TASK TO CARRY OUT.
Please output the stretch of the personal writings below that runs from "I’m struggling with" down to "Perspective.", copied word for word.

SOURCE PASSAGE.

## Begin

Two first names.

You had two first names. Your hair was bold and a different colour often and facebook showed me which it was at various times. You always smiled, so large a smile, every time. Teeth and cheeks. You partied hard and you had many friends. So much love around you.

I did not know you. I did not know you when you lived and I did not know you when you died. I read about your death from mutual friends’ facebook posts and I actually gasped when I found out. You were the epitome of life and then you were gone. I clicked on your profile and after all the beautiful goodbyes from your friends – fuck, there were so many – I could see posts from you about your journey, embracing the possibility of death and then a link to a blog where you updated how you were feeling.

I read your blog, even though I did not know you, and I sobbed for hours reading your words, just as I sob writing these. It seemed so unfair for someone so beautifully vivacious to be taken so young. The world is not a fair place.

But what a world – that people like you existed. What a world, that people like you exist at all. What a world that is so unfair and unjust and cruel and sad, but still people like you exist in the face of that. What a world.

You were so brave and honest and your courage brought me to tears everytime I thought about you. You were so brave. I wish I had known you.

 

 

Self loathing.

Self loathing is a seductive pastime. It feels like justice, dealt out from my own hands, to punish the one I know is useless and unworthy and rotten and wrong. It feels like power and it feels righteous. If only we garnered some sense of achievement in how fucked we can make ourselves feel.

Today I decided that this is the behavior of an oppressor. And I am no oppressor. I am a lover. Today I decided that what’s really powerful is standing up to oppressors even when they are strong and when they are loud. Especially then.

Today I decided I will no longer be on the side of the oppressor. I decided that I know that oppressors never win. I decided that I know that love wins. Always.

 

Halo

There’s a Halo ’round my head, 

Made of watercolor paint. 

Good intentions bled into bad behaviour. 

I’ve only got the colour red.
Red for passion,  lust and pain too,

Missing strokes and harsh lines; 

I’m struggling with a vision;

A vision of me with a vision of you. 
I want to trace hair and hips and hearts,

for lines to have meaning and truth.

But art is only deception,

I have to stop this before it starts. 

Perspective.

On a day when I felt confident and almost outside of myself, looking in, I visited the swimming pool across from my apartment building. I wanted to prolong and revel in the comfort I felt in my own skin as I’ve never spent much time feeling warm and contented there. It had never been a safe place for me to be unapologetically in my body, without hiding or squashing or shortening it. This day was different – I wore a bikini, dropped my towel and strode across the wet, warm floor and into the pool.

I was floating about, quietly, focusing on the sensations of the sun on my exposed skin and the weightlessness of my body. An elderly gentleman must have sensed my openness and approached me for a conversation.

## End

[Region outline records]
## Begin

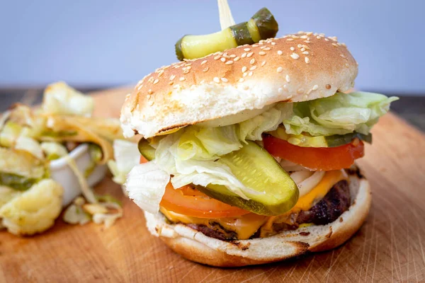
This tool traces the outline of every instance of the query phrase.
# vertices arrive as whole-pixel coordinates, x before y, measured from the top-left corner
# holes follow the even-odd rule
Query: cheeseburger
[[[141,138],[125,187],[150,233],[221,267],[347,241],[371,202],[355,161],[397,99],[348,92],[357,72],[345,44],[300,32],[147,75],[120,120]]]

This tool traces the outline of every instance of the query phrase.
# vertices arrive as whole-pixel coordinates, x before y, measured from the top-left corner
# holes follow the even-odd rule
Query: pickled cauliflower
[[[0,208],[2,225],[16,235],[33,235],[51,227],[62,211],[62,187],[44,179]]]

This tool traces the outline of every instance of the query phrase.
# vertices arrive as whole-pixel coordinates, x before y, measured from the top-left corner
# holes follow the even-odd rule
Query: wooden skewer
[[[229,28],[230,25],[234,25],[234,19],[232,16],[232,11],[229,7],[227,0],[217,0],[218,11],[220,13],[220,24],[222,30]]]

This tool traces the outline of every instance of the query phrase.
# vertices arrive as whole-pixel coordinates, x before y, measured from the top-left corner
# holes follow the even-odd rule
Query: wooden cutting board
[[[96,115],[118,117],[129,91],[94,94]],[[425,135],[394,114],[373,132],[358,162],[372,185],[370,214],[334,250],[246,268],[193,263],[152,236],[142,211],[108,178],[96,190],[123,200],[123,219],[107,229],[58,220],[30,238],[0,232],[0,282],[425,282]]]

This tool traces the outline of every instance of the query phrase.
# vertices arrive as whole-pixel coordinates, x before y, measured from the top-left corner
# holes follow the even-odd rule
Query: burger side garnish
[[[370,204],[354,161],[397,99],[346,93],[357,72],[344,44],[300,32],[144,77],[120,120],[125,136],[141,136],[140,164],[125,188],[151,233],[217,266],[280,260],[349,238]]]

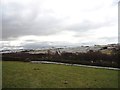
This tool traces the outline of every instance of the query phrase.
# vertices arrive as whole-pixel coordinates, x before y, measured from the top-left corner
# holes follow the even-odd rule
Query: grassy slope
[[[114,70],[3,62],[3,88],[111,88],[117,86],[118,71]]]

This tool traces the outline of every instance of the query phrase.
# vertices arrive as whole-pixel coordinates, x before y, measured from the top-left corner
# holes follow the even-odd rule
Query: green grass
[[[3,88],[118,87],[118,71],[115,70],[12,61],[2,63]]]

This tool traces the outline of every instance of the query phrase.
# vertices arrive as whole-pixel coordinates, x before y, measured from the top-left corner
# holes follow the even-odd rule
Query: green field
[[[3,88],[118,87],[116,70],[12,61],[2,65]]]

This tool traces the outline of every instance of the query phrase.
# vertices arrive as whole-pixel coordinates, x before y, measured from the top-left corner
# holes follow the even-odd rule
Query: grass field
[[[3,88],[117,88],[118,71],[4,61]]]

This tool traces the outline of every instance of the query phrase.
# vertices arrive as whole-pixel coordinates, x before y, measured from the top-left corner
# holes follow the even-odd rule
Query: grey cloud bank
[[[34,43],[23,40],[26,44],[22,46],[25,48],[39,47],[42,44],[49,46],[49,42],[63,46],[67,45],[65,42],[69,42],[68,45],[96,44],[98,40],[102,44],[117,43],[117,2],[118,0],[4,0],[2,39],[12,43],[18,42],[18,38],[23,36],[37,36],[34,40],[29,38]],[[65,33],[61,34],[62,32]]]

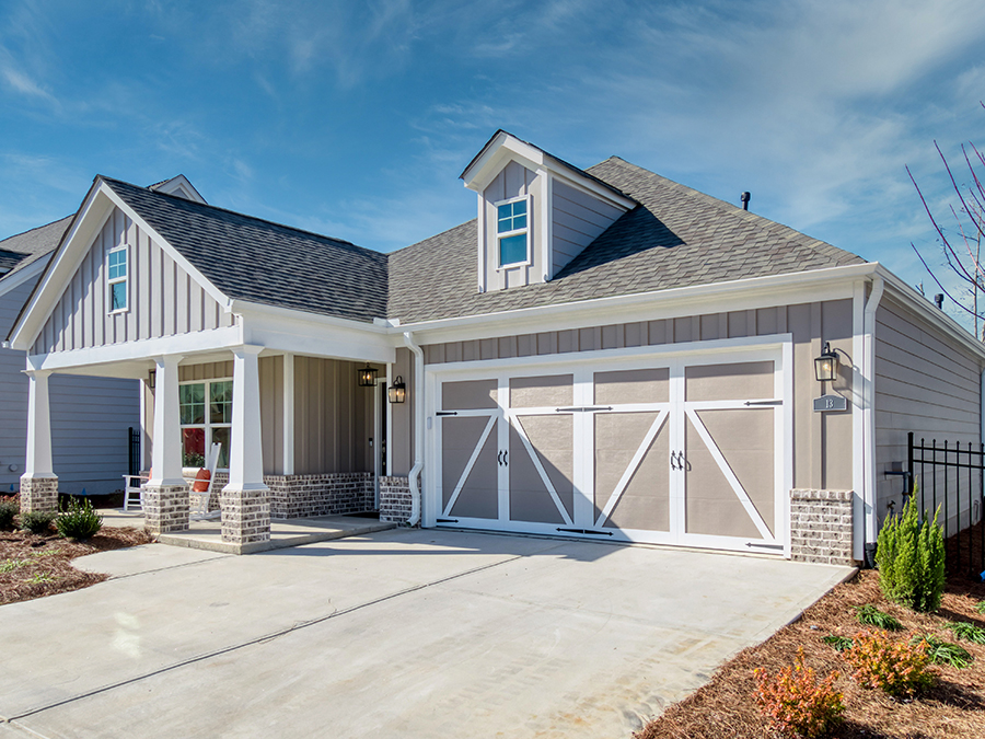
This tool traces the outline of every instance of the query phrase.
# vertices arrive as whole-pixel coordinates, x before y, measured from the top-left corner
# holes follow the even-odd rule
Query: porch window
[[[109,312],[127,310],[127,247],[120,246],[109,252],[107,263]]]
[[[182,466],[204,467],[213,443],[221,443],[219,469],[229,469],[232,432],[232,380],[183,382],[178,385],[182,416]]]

## End

RESULT OF THE TASK.
I’m struggling with a vision;

A vision of me with a vision of you. 
I want to trace hair and hips and hearts,

for lines to have meaning and truth.

But art is only deception,

I have to stop this before it starts. 

Perspective.